▶ _WHAT YOU NEED TO DO_:
Retype all the records with nothing changed.

▶ _Part of a data file_:
=====
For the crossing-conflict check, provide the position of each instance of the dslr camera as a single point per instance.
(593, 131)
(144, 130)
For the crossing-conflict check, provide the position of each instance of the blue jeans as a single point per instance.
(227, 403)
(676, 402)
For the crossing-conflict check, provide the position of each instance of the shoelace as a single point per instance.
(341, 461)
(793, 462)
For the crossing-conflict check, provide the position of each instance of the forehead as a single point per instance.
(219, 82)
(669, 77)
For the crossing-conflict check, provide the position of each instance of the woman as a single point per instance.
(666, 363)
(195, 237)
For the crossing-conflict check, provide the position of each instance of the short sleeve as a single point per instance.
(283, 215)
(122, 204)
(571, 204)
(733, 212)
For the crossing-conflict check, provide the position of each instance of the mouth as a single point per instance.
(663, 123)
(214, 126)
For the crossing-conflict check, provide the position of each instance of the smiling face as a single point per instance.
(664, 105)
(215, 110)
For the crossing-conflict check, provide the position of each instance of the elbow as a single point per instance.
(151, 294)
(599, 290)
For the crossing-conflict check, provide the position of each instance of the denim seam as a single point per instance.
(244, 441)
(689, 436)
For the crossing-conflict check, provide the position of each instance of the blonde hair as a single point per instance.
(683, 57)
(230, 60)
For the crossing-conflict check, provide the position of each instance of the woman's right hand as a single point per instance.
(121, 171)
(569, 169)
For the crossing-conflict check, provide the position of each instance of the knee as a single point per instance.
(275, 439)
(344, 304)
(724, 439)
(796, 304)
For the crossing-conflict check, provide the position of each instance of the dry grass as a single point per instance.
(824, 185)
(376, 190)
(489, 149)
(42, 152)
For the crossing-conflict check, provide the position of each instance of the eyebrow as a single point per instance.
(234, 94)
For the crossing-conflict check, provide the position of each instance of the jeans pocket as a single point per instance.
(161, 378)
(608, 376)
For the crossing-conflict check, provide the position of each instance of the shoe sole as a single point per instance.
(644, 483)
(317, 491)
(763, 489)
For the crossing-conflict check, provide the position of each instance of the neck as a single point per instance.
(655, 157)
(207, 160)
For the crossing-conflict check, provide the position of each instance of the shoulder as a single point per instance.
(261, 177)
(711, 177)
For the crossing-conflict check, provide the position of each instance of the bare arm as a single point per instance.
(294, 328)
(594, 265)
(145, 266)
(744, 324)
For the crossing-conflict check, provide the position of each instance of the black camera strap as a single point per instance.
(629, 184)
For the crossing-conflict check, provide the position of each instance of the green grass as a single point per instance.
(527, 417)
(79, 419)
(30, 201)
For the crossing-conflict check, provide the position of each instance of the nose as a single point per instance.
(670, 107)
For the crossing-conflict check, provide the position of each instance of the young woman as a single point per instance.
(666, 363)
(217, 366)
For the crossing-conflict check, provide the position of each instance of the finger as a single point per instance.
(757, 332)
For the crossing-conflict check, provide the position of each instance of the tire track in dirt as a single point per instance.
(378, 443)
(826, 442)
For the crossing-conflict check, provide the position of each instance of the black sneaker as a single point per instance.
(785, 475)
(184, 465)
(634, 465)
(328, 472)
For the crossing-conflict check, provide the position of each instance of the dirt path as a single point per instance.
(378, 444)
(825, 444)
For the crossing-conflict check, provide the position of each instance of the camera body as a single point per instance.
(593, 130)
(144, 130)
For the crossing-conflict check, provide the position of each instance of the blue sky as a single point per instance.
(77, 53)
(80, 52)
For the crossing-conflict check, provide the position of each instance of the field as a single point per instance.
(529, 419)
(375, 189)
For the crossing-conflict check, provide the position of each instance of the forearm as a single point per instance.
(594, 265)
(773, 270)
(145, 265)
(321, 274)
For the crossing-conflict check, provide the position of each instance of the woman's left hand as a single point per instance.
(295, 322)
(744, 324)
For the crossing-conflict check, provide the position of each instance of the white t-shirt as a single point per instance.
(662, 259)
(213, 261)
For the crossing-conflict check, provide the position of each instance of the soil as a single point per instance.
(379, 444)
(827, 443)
=====
▶ _COMPLETED EXERCISE_:
For the crossing-conflict check, provide the position of each instance of the dslr camera as a single point per instance.
(593, 131)
(144, 130)
For the crossing-conflict check, provide the position of each instance of the blue jeans as a single point per instance.
(227, 403)
(676, 402)
For the crossing-conflict check, provide the position of each instance of the shoelace as a single point per instance.
(341, 461)
(793, 462)
For the crossing-conflict check, provide the position of each instance of the forehead as a single point per instance.
(219, 82)
(669, 77)
For the crossing-conflict check, provide the position of each instance of the woman as a single point per instance.
(666, 363)
(195, 237)
For the crossing-conflict check, provide the position of each instance of the short sleeve as a single point per instance.
(283, 215)
(122, 204)
(571, 204)
(733, 212)
For the crossing-conflict check, provide the position of each instance of the mouth as a single point per instance.
(663, 123)
(214, 126)
For the crossing-conflict check, provide the position of each instance of the smiling face as a single point per instance.
(664, 105)
(215, 110)
For the crossing-conflict check, provide the position of each instance of the elbow as a single point per instance.
(151, 294)
(599, 290)
For the crossing-conflict check, provide the position of each instance of the denim seam as a single point per instance.
(244, 441)
(689, 436)
For the crossing-conflict check, provide the position of each instance of the blonde hair as a single point per instance.
(683, 57)
(230, 60)
For the crossing-conflict check, provide the position of each instance of the woman's right hand as a single point per instance.
(121, 171)
(569, 169)
For the crossing-conflict check, provide the position of each instance of the knee as a single point per instance.
(275, 439)
(344, 304)
(724, 439)
(796, 304)
For the crossing-conflict check, provide the position of each instance of the dry grass as a single point per instance.
(824, 185)
(376, 190)
(489, 149)
(42, 152)
For the crossing-conflict check, provide the position of each instance of the eyebrow as a single point per instance.
(234, 94)
For the crossing-conflict check, provide the position of each instance of the jeans pocket as a single point per instance.
(161, 378)
(608, 376)
For the crossing-conflict check, provide the position of each instance of the shoe sole as a single point per instance.
(644, 483)
(317, 491)
(763, 489)
For the crossing-conflict check, provide the position of each instance of the neck as a single point per instance.
(655, 157)
(207, 160)
For the crossing-conflict check, provide the position of each instance of the shoulder as a single point per instance.
(261, 177)
(711, 177)
For the crossing-conflict check, provide the position of each instance of the bare arm as a single point per instance.
(294, 328)
(594, 265)
(145, 266)
(744, 324)
For the crossing-conflict check, provide the position of each instance of the black camera strap as a single point per instance.
(629, 184)
For the crossing-conflict check, provide the position of each instance of the green grass as a single point per instance.
(527, 417)
(79, 419)
(30, 201)
For the crossing-conflict check, provide the position of each instance of the nose as a single point per instance.
(670, 107)
For the crossing-conflict check, provide the position of each instance of the young woman as a single point per instance.
(666, 363)
(217, 366)
For the crossing-conflict check, provide the position of each instance of the finger as a single point per instance.
(757, 332)
For the crossing-conflict check, provide the position of each instance of the tire track in dirt as a single point per instance.
(378, 443)
(826, 442)
For the crossing-conflict check, provide the position of each instance of the black sneaker as a single point per instance.
(785, 475)
(184, 465)
(634, 465)
(328, 472)
For the crossing-conflict check, provide the position of each instance of the dirt path as a single point per instance.
(378, 444)
(825, 444)
For the crossing-conflict check, provide the position of each instance of the camera body as a single point per instance.
(593, 130)
(144, 130)
For the crossing-conflict check, provide the position of each instance of the blue sky as a single point per instance.
(77, 53)
(80, 52)
For the crossing-conflict check, provide the position of each instance of the field as a single point per instance.
(529, 419)
(375, 189)
For the crossing-conflict check, provide the position of each instance of the forearm as a single point per instance.
(594, 265)
(773, 270)
(145, 265)
(321, 274)
For the crossing-conflict check, provide the position of each instance of the woman's left hand as a single point per instance.
(295, 322)
(744, 324)
For the crossing-conflict check, provide the position of each instance of the white t-shirt as a single point per instance.
(662, 259)
(213, 261)
For the crossing-conflict check, provide the position of each instance of the soil as a single point per instance.
(379, 444)
(827, 443)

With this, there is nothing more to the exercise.